* **How to complete this task**: Write back every entry exactly as it reads, with the pictures left behind.

* **Information supplied**:
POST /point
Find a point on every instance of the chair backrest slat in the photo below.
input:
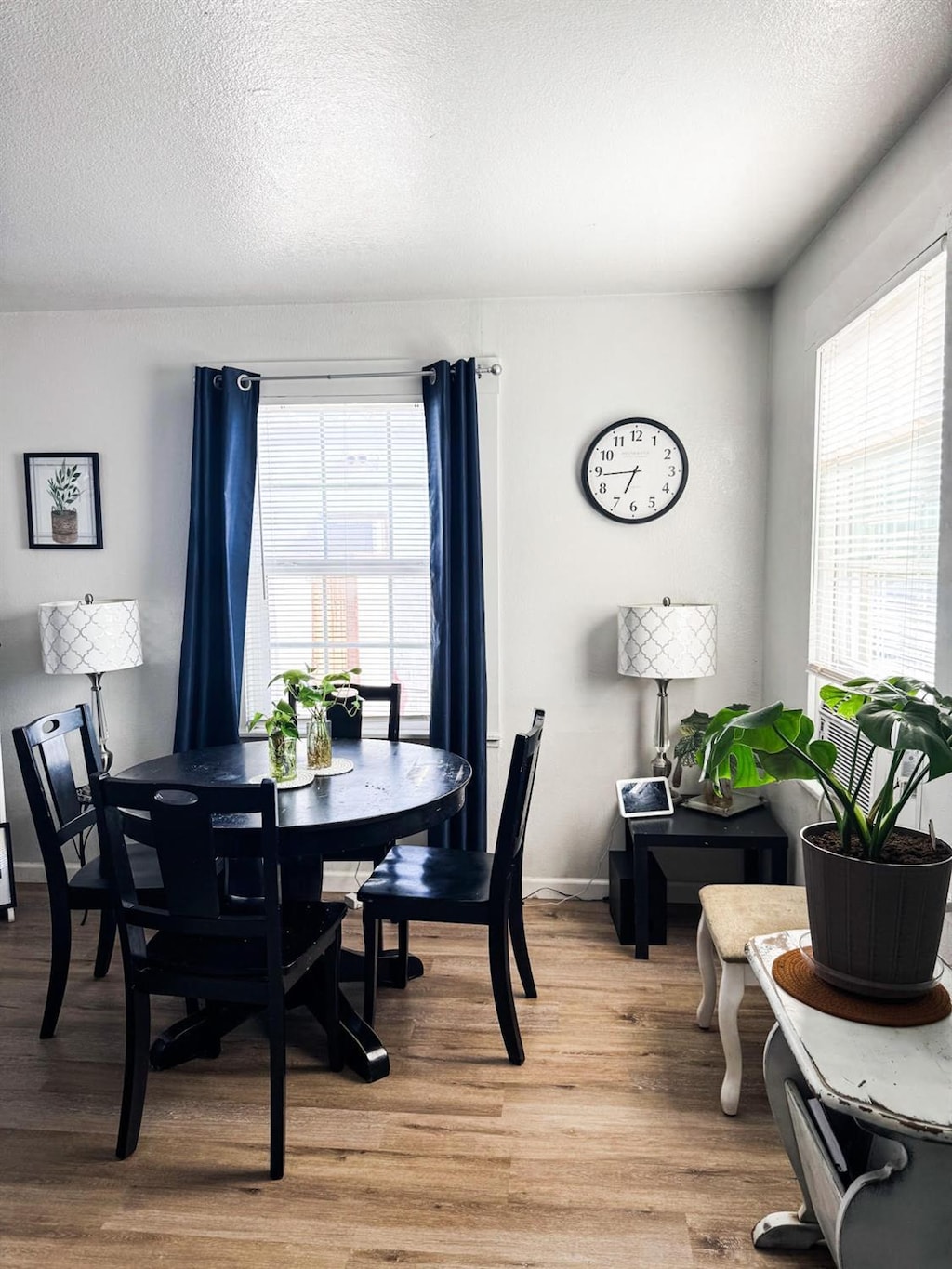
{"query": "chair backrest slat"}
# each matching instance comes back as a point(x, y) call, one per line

* **Answer space**:
POST /point
Find a point on every instance of the chair backrest slat in the photo below.
input:
{"query": "chair backrest slat"}
# each matching instance comes back as a point(x, y) call, one per line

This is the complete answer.